Goal: Could you rewrite the material below as a numbered list, leaving out any blank lines?

Records:
+-------+

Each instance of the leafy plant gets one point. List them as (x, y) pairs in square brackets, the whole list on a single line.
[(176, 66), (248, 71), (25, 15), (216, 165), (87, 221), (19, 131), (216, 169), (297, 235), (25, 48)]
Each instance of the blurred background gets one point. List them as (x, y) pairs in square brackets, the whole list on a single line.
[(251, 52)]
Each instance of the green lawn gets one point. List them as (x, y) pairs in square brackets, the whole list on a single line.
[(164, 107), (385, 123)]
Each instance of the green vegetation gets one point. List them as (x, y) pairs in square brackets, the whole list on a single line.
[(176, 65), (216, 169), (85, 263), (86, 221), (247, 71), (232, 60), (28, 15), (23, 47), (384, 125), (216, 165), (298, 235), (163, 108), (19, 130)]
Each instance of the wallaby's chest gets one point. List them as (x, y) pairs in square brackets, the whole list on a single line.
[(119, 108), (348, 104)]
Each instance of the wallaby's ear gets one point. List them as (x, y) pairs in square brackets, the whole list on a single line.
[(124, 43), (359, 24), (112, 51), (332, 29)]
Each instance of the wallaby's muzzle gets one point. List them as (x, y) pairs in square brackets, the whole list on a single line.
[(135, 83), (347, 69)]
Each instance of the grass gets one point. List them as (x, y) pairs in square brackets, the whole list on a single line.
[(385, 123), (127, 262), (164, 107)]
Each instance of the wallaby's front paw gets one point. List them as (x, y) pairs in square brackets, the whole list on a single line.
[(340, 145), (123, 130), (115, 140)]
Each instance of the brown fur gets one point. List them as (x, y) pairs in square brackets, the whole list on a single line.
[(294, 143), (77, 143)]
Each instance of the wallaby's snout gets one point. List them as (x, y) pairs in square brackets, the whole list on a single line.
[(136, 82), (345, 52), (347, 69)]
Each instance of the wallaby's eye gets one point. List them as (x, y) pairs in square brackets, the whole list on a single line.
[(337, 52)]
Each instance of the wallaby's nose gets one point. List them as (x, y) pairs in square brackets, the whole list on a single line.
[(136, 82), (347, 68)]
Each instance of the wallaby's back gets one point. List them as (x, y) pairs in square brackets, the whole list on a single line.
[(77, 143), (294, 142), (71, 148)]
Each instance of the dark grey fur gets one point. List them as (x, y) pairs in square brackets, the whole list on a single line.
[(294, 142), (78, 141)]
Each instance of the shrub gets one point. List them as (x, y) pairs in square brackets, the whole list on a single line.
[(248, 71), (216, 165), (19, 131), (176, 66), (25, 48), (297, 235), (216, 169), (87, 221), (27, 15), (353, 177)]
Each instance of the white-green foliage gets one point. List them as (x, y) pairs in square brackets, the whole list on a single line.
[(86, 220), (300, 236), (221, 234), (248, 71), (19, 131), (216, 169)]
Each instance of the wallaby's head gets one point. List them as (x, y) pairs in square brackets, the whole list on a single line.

+-------+

Worked answer:
1. Each instance of the leafy plant gets one point. List them as (x, y) pairs in square brackets, the whole list on a single line.
2. [(176, 66), (248, 71), (25, 15), (216, 165), (87, 221), (19, 131), (216, 169), (297, 235), (25, 48)]
3. Each instance of the blurred background gets one point. List them as (x, y) pairs in square brackets, the whole list on a single line.
4. [(251, 52)]
5. Each instance of the green lawn gets one point. List them as (x, y) pairs in square brackets, the whole list on a single line.
6. [(164, 107), (385, 123)]
7. Each instance of the green vegetation gets one point. List them as (x, y) pairs in square brackets, the whole list on a single line.
8. [(176, 65), (216, 169), (85, 263), (86, 221), (247, 71), (232, 60), (28, 15), (23, 47), (384, 125), (216, 165), (298, 235), (163, 108), (19, 130)]
9. Each instance of the wallaby's chest gets one point. List them as (x, y) pairs in square brackets, the whole list on a single line.
10. [(119, 108), (348, 104)]
11. Each instance of the wallaby's ear gets one point. List them as (x, y) pairs in square brackets, the whole list on a single line.
12. [(124, 43), (359, 24), (112, 51), (332, 29)]
13. Each instance of the wallaby's muzzle gets one point. List them as (x, y) pairs in square brackets, the whole list on a single line.
14. [(135, 83), (347, 69)]
15. Each instance of the grass gets one point. List them as (x, y) pairs in square brackets, the whole list on a single line.
16. [(385, 123), (127, 262), (164, 107)]
17. Each instance of the wallaby's front paw gets one point. List them as (x, y) pairs in square brackets, the whole list on a single line.
18. [(340, 145), (123, 130), (115, 140)]
19. Each instance of the brown fur gets one point. List them as (x, y) pairs in square brackets, the whole list on a single line.
20. [(294, 143), (77, 143)]
21. Each instance of the wallaby's snout gets one point. List them as (x, y) pairs in square brackets, the whole list on a single line.
22. [(136, 82), (345, 52), (347, 69)]
23. Each instance of the wallaby's eye gets one point. List them as (x, y) pairs in square brackets, the whole list on a single line.
24. [(337, 52)]
25. Each instance of the wallaby's nose gets one point. List them as (x, y) pairs in square brackets, the whole list on a single line.
26. [(136, 82), (347, 68)]
27. Each instance of the wallaby's back gets one point. List them as (x, y) pairs in square brackets, the whole list on a single line.
28. [(77, 143), (294, 142), (71, 148)]
29. Each instance of the dark grey fur gets one point. List them as (x, y) pairs in square brackets, the whole list on a single line.
30. [(294, 142), (78, 141)]
31. Each instance of the shrub gets one point. List them as (x, y) pairs in square brackets, the whole list on a single line.
32. [(248, 71), (216, 165), (19, 131), (176, 66), (25, 48), (297, 235), (216, 169), (87, 221), (27, 15), (353, 177)]
33. Each instance of the white-green foliage gets one point. List them as (x, y) pairs in square brackets, the whole list on a single line.
34. [(86, 220), (300, 236), (221, 234), (248, 71), (19, 131), (216, 169)]
35. Each instance of the wallaby's head gets one point. List them as (x, y) pairs in square brackets, the whole list on a single line.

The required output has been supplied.